GOAL: Please report each line in the records below that contains the word "wooden", copying every such line in full.
### ROWS
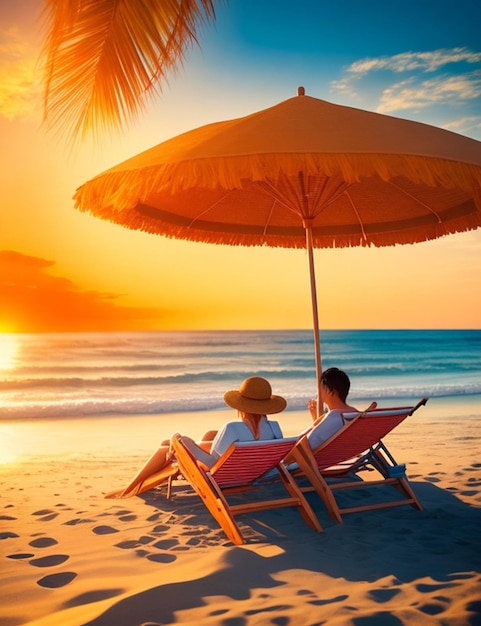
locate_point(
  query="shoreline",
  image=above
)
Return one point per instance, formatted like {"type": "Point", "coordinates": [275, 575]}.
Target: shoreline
{"type": "Point", "coordinates": [113, 434]}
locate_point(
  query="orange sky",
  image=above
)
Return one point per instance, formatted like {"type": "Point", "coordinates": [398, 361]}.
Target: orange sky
{"type": "Point", "coordinates": [61, 270]}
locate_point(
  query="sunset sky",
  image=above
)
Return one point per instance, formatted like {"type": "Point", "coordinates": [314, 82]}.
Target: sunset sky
{"type": "Point", "coordinates": [62, 270]}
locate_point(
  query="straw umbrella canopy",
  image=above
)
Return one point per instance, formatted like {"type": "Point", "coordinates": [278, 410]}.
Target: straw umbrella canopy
{"type": "Point", "coordinates": [304, 173]}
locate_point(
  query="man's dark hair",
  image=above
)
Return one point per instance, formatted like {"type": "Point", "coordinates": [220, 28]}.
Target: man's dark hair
{"type": "Point", "coordinates": [336, 380]}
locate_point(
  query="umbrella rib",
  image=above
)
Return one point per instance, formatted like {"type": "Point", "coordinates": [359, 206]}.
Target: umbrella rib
{"type": "Point", "coordinates": [209, 208]}
{"type": "Point", "coordinates": [410, 195]}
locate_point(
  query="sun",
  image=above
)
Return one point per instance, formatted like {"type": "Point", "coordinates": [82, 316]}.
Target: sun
{"type": "Point", "coordinates": [8, 350]}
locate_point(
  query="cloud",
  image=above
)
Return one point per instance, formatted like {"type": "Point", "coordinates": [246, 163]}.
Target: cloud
{"type": "Point", "coordinates": [411, 94]}
{"type": "Point", "coordinates": [449, 79]}
{"type": "Point", "coordinates": [409, 61]}
{"type": "Point", "coordinates": [33, 300]}
{"type": "Point", "coordinates": [20, 87]}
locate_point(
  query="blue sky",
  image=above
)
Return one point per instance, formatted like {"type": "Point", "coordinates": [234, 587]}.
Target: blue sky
{"type": "Point", "coordinates": [419, 60]}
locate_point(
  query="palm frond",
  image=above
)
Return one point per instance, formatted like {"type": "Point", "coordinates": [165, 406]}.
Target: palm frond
{"type": "Point", "coordinates": [105, 59]}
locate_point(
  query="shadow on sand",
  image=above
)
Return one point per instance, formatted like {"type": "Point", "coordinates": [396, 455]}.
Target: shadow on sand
{"type": "Point", "coordinates": [441, 542]}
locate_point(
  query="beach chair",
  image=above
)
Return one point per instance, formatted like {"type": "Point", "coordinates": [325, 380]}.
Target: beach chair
{"type": "Point", "coordinates": [240, 469]}
{"type": "Point", "coordinates": [335, 465]}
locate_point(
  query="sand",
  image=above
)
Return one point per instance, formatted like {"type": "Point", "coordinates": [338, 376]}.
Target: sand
{"type": "Point", "coordinates": [70, 557]}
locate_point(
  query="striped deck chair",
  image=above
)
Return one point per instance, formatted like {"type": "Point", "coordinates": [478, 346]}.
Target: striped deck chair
{"type": "Point", "coordinates": [239, 469]}
{"type": "Point", "coordinates": [356, 447]}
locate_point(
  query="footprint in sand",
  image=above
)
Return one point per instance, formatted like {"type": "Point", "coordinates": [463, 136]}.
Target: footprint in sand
{"type": "Point", "coordinates": [165, 544]}
{"type": "Point", "coordinates": [20, 555]}
{"type": "Point", "coordinates": [50, 561]}
{"type": "Point", "coordinates": [127, 518]}
{"type": "Point", "coordinates": [45, 515]}
{"type": "Point", "coordinates": [104, 530]}
{"type": "Point", "coordinates": [78, 520]}
{"type": "Point", "coordinates": [162, 528]}
{"type": "Point", "coordinates": [54, 581]}
{"type": "Point", "coordinates": [134, 543]}
{"type": "Point", "coordinates": [161, 558]}
{"type": "Point", "coordinates": [43, 542]}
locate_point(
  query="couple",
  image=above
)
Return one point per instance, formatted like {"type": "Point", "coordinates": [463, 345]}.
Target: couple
{"type": "Point", "coordinates": [254, 401]}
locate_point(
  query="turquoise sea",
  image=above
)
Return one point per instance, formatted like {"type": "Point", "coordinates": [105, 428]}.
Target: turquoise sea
{"type": "Point", "coordinates": [96, 374]}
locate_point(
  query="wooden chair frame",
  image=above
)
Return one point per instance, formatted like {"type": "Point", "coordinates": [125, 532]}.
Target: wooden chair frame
{"type": "Point", "coordinates": [239, 469]}
{"type": "Point", "coordinates": [357, 446]}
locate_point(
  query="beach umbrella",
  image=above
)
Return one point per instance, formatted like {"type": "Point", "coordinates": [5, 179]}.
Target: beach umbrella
{"type": "Point", "coordinates": [304, 173]}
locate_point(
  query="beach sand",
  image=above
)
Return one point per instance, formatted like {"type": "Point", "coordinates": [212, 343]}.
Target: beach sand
{"type": "Point", "coordinates": [69, 557]}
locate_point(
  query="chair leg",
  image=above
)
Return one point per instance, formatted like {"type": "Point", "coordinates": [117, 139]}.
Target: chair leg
{"type": "Point", "coordinates": [212, 498]}
{"type": "Point", "coordinates": [304, 508]}
{"type": "Point", "coordinates": [311, 472]}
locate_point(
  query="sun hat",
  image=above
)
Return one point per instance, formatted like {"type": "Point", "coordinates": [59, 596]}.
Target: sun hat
{"type": "Point", "coordinates": [255, 396]}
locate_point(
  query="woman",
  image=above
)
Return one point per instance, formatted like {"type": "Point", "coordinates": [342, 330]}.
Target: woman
{"type": "Point", "coordinates": [254, 401]}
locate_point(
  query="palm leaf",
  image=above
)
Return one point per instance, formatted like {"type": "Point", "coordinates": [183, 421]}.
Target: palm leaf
{"type": "Point", "coordinates": [105, 59]}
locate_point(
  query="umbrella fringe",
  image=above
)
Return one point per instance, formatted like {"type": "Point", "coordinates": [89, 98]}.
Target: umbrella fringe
{"type": "Point", "coordinates": [136, 221]}
{"type": "Point", "coordinates": [122, 188]}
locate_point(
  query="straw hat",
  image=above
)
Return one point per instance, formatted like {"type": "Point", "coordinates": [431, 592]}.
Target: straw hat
{"type": "Point", "coordinates": [255, 396]}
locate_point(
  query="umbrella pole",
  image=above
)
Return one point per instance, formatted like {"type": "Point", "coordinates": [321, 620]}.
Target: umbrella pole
{"type": "Point", "coordinates": [315, 314]}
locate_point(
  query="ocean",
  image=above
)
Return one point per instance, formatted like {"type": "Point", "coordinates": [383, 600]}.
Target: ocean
{"type": "Point", "coordinates": [148, 373]}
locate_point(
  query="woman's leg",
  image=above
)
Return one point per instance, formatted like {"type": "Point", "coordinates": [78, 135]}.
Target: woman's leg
{"type": "Point", "coordinates": [199, 453]}
{"type": "Point", "coordinates": [160, 461]}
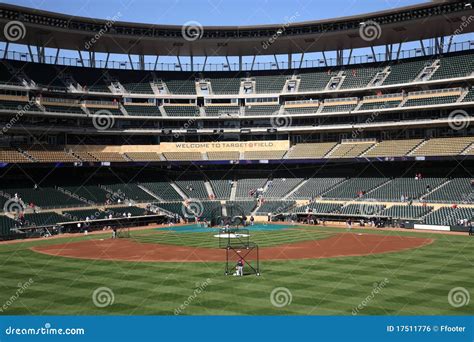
######
EXERCISE RESULT:
  query="wooden chair frame",
Target: wooden chair frame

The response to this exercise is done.